## SHORT EXERCISE
Copy the lines below word for word, starting at the first line and ending at the line that contains "M 0 133 L 5".
RECORDS PROVIDED start
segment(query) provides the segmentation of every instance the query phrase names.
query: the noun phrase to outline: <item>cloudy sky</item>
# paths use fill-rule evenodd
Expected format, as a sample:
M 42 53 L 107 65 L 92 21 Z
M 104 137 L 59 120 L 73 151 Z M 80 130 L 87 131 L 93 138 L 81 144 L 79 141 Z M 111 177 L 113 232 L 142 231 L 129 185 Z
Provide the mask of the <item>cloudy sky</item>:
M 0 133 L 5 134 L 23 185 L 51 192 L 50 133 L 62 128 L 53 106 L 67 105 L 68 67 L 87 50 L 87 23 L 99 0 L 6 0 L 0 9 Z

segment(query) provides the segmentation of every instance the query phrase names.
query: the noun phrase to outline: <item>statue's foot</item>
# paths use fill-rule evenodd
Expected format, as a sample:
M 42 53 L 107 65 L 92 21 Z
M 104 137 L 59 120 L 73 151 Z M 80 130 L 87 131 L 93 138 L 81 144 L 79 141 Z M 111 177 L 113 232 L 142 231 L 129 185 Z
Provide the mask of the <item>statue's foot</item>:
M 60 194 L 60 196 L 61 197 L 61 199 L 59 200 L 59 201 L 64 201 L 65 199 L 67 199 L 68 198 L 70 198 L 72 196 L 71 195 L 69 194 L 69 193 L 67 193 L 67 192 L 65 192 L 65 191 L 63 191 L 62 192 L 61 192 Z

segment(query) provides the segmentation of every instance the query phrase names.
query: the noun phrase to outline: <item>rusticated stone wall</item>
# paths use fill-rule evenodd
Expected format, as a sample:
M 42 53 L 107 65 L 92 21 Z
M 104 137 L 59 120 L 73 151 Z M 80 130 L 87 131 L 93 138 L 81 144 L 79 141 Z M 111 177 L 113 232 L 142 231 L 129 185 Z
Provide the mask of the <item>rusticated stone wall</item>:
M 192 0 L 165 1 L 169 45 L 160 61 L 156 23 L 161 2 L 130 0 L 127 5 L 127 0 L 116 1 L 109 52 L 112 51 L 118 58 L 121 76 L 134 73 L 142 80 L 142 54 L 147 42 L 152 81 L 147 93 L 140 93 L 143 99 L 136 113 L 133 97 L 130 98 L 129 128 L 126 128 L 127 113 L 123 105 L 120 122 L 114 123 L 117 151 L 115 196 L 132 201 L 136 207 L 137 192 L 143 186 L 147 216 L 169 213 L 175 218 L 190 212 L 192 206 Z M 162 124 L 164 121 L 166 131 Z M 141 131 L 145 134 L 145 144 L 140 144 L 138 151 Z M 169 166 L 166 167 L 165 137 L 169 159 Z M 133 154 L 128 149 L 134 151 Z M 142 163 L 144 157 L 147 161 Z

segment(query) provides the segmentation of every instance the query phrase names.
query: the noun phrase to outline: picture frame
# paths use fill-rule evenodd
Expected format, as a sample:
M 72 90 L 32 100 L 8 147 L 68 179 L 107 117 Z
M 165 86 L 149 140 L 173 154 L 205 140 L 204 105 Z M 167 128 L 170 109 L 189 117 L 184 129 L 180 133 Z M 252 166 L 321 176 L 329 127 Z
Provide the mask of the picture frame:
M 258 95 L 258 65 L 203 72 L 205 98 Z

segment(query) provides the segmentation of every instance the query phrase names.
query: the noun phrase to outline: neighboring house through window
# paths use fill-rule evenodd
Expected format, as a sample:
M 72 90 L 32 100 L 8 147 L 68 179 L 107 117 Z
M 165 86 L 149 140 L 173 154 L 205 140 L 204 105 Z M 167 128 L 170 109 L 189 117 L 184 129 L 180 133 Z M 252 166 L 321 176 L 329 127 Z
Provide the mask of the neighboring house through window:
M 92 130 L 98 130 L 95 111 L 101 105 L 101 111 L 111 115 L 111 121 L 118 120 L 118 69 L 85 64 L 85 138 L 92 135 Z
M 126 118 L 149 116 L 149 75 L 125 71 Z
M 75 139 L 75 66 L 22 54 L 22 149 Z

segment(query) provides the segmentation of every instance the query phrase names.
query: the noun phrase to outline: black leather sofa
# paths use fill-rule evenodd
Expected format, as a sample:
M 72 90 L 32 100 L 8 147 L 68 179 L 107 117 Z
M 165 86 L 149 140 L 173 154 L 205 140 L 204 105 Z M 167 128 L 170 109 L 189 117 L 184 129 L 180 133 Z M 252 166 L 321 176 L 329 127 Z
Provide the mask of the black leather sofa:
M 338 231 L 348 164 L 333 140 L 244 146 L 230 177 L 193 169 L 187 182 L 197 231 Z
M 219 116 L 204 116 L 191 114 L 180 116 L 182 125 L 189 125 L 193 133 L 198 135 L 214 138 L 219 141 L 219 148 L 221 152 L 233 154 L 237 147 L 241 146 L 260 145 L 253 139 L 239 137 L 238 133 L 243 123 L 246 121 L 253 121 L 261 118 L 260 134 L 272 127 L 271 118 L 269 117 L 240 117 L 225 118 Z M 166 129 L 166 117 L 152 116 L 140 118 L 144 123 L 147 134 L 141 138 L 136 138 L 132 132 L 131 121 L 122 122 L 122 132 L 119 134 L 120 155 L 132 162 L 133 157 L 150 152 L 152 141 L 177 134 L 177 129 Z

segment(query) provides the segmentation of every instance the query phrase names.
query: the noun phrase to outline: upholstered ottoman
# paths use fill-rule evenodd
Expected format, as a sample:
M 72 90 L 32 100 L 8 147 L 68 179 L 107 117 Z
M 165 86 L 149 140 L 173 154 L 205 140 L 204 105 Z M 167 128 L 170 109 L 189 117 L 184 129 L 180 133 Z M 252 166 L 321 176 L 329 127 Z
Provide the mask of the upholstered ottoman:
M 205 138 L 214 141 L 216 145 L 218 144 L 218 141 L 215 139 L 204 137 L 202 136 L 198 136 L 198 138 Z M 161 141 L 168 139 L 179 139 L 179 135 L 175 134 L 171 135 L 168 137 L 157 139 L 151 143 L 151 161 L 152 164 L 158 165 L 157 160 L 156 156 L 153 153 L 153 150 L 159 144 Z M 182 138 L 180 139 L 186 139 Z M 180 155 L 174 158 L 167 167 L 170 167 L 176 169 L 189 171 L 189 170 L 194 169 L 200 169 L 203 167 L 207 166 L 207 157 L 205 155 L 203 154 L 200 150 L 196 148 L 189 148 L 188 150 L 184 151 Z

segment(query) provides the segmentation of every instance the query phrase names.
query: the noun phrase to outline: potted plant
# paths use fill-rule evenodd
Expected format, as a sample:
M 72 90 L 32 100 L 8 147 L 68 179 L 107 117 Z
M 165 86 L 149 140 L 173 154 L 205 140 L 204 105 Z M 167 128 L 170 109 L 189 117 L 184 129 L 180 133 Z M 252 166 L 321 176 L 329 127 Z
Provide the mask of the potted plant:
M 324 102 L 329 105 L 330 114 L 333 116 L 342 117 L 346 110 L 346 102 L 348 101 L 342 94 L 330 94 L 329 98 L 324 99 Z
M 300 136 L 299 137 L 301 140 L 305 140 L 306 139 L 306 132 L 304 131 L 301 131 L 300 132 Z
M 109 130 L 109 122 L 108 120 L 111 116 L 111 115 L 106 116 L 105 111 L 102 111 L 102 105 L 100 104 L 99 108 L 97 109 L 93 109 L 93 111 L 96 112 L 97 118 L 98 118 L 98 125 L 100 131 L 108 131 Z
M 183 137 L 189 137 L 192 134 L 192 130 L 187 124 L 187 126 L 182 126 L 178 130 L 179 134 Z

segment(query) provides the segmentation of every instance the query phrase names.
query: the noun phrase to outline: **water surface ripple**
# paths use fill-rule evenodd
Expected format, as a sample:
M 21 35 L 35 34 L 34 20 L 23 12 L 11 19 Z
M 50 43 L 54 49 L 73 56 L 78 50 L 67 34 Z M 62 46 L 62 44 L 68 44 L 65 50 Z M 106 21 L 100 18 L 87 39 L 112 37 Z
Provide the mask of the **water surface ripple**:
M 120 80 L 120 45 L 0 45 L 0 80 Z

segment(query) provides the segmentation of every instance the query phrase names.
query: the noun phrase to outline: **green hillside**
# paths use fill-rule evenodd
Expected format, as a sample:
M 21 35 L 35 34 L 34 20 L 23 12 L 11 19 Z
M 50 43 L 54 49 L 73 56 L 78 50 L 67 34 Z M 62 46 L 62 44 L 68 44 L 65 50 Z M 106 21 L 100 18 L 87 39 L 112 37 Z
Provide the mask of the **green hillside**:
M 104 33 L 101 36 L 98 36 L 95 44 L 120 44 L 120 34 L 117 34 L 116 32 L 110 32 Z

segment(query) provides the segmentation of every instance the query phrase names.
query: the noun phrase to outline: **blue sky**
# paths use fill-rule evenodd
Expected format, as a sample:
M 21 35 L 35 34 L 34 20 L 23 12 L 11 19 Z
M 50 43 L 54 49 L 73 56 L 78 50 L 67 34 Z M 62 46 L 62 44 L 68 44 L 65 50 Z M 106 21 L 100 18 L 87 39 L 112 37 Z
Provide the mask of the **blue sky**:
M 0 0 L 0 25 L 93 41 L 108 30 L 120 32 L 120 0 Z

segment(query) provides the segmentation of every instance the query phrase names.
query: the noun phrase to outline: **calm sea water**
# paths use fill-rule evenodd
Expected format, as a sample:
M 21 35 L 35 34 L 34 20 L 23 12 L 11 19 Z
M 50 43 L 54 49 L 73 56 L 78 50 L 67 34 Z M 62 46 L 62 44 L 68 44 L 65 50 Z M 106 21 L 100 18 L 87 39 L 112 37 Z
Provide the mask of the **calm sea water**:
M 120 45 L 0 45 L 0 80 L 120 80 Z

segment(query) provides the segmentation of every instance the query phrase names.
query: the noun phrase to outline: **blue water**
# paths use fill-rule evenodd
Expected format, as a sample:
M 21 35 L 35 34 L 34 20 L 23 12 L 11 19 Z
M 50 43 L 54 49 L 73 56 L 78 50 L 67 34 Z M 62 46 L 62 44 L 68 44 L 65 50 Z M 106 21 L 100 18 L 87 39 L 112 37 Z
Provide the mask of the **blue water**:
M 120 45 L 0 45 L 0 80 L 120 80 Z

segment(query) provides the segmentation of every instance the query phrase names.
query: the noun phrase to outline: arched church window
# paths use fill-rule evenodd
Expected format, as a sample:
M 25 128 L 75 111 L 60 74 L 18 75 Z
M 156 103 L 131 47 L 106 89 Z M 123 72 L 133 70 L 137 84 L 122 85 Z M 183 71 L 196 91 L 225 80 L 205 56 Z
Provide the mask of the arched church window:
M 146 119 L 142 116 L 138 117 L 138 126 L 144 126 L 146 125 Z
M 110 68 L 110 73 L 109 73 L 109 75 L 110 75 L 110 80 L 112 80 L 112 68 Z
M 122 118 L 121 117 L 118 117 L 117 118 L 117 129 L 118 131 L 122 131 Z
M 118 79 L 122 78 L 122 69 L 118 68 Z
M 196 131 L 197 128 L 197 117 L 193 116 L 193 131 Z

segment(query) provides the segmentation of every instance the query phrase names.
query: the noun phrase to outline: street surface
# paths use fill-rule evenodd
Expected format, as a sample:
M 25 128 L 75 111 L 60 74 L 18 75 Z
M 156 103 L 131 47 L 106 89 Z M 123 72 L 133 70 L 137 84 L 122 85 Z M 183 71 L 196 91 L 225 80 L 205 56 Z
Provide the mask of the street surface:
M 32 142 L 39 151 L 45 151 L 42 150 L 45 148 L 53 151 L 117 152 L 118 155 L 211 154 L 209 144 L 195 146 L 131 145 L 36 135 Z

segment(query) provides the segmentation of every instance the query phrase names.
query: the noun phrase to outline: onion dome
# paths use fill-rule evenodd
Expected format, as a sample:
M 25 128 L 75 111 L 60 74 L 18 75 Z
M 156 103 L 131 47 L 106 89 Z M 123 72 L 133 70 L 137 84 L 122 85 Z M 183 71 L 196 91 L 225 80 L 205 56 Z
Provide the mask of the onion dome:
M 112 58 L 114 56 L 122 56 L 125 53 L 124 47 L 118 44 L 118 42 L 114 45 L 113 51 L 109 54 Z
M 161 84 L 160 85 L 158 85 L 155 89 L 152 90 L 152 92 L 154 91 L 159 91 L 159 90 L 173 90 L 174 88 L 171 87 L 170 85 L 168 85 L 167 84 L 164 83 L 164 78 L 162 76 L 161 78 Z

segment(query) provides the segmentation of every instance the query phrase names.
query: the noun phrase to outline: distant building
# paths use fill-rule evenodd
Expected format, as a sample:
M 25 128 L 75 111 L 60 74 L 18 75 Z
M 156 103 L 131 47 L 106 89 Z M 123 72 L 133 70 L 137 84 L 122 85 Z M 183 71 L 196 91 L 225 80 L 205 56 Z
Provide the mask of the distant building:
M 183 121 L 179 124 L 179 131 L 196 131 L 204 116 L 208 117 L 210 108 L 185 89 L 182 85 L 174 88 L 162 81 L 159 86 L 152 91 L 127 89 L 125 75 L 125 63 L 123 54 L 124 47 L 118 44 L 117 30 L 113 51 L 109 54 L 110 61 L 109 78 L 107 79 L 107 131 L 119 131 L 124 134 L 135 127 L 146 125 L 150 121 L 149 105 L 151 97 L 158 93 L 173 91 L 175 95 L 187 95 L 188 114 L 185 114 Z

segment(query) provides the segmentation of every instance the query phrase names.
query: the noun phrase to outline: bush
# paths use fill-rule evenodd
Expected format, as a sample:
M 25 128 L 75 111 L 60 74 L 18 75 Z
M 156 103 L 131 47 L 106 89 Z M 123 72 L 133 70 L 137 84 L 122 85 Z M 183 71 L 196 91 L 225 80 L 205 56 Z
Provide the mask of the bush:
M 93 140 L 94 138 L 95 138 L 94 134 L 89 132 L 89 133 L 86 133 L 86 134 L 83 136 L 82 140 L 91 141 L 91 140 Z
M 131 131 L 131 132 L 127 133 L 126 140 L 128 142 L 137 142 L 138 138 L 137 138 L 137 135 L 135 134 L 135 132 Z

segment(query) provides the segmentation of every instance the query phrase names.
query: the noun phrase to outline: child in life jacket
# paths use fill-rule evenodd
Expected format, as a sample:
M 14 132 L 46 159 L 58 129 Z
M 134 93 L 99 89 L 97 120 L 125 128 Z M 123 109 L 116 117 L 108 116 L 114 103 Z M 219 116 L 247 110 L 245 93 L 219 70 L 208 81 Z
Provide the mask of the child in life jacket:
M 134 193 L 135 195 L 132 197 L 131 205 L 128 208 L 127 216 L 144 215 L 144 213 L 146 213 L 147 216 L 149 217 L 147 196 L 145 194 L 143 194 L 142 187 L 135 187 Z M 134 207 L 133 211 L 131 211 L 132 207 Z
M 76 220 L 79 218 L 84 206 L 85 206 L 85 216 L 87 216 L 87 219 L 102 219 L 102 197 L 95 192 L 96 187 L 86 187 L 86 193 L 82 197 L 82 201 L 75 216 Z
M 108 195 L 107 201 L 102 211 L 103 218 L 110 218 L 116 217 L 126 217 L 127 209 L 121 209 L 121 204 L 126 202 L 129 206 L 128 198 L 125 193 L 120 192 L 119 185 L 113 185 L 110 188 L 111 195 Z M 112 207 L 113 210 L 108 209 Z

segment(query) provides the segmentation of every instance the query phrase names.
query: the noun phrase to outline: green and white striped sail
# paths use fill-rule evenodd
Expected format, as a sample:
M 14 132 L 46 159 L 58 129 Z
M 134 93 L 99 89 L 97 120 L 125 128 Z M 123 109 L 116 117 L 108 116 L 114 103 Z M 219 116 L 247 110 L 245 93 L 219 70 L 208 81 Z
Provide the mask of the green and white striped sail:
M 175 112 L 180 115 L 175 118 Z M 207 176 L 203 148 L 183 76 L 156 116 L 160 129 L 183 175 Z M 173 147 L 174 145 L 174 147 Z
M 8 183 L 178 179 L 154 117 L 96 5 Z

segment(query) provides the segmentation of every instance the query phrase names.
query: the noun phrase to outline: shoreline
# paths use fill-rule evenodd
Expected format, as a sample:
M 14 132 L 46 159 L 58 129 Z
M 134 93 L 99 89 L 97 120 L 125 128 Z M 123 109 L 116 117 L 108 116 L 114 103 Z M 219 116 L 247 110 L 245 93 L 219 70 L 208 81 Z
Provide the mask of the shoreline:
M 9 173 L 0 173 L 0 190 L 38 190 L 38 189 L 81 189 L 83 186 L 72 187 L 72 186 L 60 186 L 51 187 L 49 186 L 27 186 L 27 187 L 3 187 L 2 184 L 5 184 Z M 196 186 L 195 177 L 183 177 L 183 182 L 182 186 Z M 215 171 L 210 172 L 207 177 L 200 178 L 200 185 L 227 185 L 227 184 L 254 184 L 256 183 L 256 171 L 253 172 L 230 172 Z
RECORDS PROVIDED end
## ANSWER IN FULL
segment(query) provides the segmentation of every instance the query phrase names.
query: the noun phrase to outline: <item>cloudy sky</item>
# paths use fill-rule evenodd
Expected format, as a sample:
M 42 53 L 107 65 L 92 21 Z
M 104 137 L 59 120 L 73 151 Z M 80 130 L 87 131 L 93 138 L 81 144 L 79 141 Z M 111 177 L 113 232 L 142 231 L 129 185 Z
Provide the mask of the <item>cloudy sky</item>:
M 0 133 L 5 134 L 23 185 L 51 192 L 50 133 L 62 128 L 53 106 L 67 105 L 68 67 L 87 50 L 87 23 L 99 0 L 6 0 L 0 9 Z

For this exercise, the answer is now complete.